(Exercise directions):
Write out the items below word for word, from the line that contains "of the dark" through the final line of the items, both ends included.

(Records shown):
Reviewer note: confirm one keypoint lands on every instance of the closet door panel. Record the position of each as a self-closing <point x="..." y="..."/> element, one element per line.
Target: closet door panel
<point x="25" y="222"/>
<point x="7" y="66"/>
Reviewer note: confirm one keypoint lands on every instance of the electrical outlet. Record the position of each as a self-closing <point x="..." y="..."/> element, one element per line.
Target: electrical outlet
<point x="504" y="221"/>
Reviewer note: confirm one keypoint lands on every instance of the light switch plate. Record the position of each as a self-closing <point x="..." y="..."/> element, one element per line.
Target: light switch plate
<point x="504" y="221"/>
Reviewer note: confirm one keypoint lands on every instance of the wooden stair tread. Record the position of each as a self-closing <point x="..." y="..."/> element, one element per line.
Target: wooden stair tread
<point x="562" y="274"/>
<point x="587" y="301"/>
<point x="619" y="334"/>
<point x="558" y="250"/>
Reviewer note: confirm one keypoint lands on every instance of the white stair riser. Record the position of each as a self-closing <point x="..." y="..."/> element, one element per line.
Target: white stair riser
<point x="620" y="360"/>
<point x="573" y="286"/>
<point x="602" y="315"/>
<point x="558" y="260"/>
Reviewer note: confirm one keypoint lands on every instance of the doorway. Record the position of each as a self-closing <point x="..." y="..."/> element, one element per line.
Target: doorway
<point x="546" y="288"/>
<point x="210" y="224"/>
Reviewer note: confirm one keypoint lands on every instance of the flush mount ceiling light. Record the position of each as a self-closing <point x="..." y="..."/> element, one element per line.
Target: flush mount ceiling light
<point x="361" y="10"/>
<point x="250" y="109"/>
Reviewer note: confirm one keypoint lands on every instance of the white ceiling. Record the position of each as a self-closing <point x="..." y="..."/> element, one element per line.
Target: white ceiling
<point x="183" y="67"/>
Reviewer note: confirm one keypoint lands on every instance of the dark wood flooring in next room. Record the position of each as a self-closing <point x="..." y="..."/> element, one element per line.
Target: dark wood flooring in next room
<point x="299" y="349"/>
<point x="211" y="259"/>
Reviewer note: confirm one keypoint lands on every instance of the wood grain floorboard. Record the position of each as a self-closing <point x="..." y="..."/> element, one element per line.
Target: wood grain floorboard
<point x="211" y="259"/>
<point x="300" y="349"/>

(Solved exercise):
Reviewer note: confirm one keypoint lands on every instance of the dark wood flooring in next room. Record the position of each as a self-closing <point x="..." y="..."/> element, one element per line.
Target: dark wood flooring in next room
<point x="299" y="349"/>
<point x="211" y="259"/>
Reviewer note: confirm one keypoint lands on every instance of the wood grain floorboard. Record the position of each as a self-closing <point x="..." y="..."/> element, one element per line.
Target: wood grain floorboard
<point x="211" y="259"/>
<point x="300" y="349"/>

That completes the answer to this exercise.